Objective: Count the lines of the records below that contain the string "satin", treating case as significant, and give only the number.

Listed entries:
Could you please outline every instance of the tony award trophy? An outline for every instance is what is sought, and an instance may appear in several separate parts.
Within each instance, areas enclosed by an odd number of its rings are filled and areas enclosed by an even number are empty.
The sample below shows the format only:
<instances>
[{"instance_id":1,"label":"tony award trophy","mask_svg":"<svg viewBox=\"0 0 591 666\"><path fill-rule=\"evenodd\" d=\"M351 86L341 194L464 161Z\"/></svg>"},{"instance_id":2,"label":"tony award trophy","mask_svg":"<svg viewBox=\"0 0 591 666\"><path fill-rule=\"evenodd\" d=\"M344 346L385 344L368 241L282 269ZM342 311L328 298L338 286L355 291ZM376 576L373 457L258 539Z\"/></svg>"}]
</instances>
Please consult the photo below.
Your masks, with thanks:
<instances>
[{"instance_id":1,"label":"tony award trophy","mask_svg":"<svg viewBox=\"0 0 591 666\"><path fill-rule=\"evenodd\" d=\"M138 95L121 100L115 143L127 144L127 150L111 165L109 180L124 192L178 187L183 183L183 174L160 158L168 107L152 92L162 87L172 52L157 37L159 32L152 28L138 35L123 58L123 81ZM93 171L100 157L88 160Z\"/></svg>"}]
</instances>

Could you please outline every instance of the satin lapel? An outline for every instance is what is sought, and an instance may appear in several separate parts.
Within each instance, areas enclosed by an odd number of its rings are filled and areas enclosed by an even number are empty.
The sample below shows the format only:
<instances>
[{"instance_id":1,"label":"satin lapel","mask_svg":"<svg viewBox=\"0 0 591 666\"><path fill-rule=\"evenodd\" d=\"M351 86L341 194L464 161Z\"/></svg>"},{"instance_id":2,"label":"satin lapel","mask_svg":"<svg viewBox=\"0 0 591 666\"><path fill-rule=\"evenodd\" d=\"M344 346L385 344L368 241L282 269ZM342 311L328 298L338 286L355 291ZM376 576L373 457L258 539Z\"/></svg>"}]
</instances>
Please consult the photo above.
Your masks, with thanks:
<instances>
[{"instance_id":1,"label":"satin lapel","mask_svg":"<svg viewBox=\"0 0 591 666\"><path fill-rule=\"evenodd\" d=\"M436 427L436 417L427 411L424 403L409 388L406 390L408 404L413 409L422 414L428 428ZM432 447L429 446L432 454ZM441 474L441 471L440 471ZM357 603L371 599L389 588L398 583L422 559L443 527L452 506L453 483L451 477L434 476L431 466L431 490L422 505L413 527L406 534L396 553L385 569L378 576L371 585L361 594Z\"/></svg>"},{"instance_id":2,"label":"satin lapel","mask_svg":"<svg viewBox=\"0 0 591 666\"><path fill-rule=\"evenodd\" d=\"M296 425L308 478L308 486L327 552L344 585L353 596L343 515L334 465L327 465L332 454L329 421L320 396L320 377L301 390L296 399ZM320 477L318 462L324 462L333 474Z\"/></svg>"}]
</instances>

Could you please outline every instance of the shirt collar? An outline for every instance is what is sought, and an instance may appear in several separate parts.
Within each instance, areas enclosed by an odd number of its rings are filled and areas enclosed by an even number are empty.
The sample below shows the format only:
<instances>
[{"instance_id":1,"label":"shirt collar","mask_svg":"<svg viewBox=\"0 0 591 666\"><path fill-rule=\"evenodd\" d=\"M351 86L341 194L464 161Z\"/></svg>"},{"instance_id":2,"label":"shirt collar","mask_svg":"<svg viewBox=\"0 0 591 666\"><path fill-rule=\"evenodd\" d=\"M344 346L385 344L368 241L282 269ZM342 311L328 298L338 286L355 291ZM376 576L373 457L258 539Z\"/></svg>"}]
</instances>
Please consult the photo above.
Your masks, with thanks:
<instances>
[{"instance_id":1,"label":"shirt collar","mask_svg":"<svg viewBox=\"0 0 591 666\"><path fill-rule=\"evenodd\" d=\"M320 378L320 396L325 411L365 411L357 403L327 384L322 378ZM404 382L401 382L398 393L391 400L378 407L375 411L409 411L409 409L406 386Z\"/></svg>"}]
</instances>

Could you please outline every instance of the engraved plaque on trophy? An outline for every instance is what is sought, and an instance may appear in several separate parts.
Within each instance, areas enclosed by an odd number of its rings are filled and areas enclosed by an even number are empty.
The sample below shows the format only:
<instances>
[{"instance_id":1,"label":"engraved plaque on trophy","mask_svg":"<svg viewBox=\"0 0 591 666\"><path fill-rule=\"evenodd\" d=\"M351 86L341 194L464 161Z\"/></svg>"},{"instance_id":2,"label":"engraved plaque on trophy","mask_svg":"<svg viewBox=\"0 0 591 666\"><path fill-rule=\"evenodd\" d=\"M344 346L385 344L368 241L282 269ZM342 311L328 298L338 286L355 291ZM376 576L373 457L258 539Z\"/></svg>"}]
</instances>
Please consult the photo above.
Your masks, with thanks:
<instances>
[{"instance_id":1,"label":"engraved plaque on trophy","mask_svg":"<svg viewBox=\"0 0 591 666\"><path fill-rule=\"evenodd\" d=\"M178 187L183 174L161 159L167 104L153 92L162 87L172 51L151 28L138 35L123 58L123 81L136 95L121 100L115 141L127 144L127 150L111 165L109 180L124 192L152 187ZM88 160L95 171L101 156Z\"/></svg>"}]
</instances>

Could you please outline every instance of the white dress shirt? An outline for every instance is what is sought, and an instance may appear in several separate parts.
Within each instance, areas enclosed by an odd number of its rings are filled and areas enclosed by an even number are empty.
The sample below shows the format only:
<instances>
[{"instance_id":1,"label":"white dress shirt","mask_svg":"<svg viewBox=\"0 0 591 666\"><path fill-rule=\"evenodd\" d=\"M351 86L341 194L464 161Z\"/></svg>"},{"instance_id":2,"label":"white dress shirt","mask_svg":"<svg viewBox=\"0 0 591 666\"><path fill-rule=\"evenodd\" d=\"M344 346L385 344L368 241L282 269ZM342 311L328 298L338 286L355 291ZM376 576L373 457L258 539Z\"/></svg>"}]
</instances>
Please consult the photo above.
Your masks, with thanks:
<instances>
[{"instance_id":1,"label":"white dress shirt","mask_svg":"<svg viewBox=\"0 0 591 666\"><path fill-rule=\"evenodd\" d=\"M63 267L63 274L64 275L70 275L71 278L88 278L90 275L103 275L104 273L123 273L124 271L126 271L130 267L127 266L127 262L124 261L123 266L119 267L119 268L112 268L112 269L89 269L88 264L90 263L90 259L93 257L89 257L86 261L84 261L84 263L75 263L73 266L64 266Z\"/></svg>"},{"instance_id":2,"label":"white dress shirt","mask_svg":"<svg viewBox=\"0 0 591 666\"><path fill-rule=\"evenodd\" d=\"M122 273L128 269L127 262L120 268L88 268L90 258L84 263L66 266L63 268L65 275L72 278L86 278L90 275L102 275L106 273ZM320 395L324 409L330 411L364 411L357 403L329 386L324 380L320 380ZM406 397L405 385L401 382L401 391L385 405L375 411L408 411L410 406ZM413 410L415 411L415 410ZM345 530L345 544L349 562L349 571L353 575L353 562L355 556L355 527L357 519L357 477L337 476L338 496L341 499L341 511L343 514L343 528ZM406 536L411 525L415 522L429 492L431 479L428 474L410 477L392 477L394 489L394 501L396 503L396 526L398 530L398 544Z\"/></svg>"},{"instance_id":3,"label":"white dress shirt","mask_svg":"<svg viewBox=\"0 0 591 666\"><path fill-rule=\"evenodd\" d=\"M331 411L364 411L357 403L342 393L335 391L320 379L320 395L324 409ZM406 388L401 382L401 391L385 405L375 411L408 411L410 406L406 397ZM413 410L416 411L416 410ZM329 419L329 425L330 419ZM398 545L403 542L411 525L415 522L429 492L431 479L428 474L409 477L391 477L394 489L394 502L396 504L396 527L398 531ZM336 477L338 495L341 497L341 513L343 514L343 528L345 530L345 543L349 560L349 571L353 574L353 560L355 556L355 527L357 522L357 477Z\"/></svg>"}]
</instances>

Response: 3